EXERCISE OBJECTIVE:
Reproduce the data exactly as it stands.

WORKING DATA:
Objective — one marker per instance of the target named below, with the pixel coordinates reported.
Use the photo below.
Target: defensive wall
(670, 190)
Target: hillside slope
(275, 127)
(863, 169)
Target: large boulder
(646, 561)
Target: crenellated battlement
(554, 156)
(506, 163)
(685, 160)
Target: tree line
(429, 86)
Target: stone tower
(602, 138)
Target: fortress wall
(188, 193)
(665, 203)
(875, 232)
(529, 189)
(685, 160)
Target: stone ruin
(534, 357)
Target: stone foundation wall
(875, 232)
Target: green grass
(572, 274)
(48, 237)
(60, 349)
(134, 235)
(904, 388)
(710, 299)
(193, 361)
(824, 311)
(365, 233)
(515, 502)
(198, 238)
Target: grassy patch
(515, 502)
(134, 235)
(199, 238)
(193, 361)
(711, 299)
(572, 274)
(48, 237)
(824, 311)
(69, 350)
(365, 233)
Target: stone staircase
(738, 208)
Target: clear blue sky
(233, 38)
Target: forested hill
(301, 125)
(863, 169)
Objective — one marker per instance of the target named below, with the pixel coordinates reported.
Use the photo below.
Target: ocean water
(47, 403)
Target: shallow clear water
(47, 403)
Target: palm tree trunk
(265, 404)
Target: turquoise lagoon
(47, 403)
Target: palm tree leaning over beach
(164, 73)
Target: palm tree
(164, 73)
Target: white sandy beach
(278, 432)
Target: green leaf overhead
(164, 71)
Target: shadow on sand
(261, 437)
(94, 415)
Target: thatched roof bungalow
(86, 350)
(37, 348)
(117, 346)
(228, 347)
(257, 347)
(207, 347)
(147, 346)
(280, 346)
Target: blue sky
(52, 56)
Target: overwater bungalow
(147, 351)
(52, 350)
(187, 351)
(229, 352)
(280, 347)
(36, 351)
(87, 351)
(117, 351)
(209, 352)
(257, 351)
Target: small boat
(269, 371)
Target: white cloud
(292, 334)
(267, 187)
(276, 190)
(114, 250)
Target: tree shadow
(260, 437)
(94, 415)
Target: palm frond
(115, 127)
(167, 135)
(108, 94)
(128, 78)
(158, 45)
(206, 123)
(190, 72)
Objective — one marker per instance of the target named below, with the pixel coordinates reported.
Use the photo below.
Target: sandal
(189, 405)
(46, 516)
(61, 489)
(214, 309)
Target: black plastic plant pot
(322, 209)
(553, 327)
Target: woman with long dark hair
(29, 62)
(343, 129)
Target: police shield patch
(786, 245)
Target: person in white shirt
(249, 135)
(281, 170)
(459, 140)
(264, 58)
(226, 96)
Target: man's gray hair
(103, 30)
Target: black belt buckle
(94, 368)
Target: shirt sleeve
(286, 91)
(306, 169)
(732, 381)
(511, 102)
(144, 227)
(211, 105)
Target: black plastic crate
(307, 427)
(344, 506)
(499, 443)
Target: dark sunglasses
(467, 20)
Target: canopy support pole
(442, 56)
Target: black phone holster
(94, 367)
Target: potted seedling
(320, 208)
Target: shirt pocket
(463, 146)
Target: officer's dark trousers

REPLY TO THE EXERCISE:
Objective — one marker per instance of the target named below, with the pixel coordinates reported.
Use the photo below.
Target: defensive wall
(670, 190)
Target: hillside slope
(275, 127)
(863, 169)
Target: large boulder
(646, 561)
Target: crenellated battlement
(554, 156)
(506, 163)
(685, 160)
Target: tree line
(429, 86)
Target: stone tower
(602, 138)
Target: fortress wall
(188, 193)
(665, 203)
(875, 232)
(529, 189)
(685, 160)
Target: stone ruin
(534, 357)
Target: stone foundation wall
(875, 232)
Target: green grass
(572, 274)
(48, 237)
(60, 349)
(134, 235)
(904, 388)
(710, 299)
(193, 361)
(824, 311)
(365, 233)
(515, 502)
(198, 238)
Target: grassy patch
(515, 502)
(134, 235)
(199, 238)
(193, 361)
(711, 299)
(572, 274)
(48, 237)
(824, 311)
(69, 350)
(365, 233)
Target: stone staircase
(738, 208)
Target: clear blue sky
(233, 38)
Target: forested hill
(301, 125)
(863, 169)
Objective — one marker per instance of the target named below, with the pixel coordinates reported.
Use the photo below.
Target: ocean water
(47, 403)
Target: shallow clear water
(47, 403)
Target: palm tree trunk
(265, 404)
Target: turquoise lagoon
(47, 403)
Target: palm tree leaning over beach
(164, 73)
Target: palm tree
(164, 73)
Target: white sandy beach
(278, 432)
Target: green leaf overhead
(164, 71)
Target: shadow on sand
(261, 437)
(94, 415)
Target: thatched roof bungalow
(86, 350)
(37, 348)
(117, 346)
(228, 347)
(257, 347)
(207, 347)
(147, 346)
(280, 346)
Target: blue sky
(52, 56)
Target: overwater bungalow
(147, 351)
(52, 350)
(187, 351)
(229, 352)
(280, 347)
(36, 351)
(87, 351)
(117, 351)
(209, 352)
(257, 351)
Target: small boat
(269, 371)
Target: white cloud
(292, 334)
(267, 187)
(276, 190)
(114, 250)
Target: tree shadow
(260, 437)
(94, 415)
Target: palm frond
(115, 127)
(167, 135)
(108, 94)
(128, 78)
(158, 45)
(206, 123)
(190, 72)
Objective — one marker per instance of the target named below, with the pixel coordinates reported.
Use the photo below.
Target: sandal
(189, 405)
(46, 516)
(61, 489)
(214, 309)
Target: black plastic plant pot
(322, 209)
(553, 327)
Target: woman with long dark hair
(29, 62)
(343, 129)
Target: police shield patch
(786, 245)
Target: person in white shirt
(249, 135)
(281, 170)
(459, 140)
(264, 58)
(226, 96)
Target: man's gray hair
(103, 30)
Target: black belt buckle
(94, 368)
Target: shirt sleeve
(286, 91)
(306, 169)
(732, 381)
(511, 102)
(144, 227)
(211, 105)
Target: black plastic crate
(307, 427)
(344, 506)
(499, 443)
Target: dark sunglasses
(467, 20)
Target: canopy support pole
(442, 56)
Target: black phone holster
(94, 367)
Target: potted seedling
(320, 208)
Target: shirt pocket
(463, 146)
Target: officer's dark trousers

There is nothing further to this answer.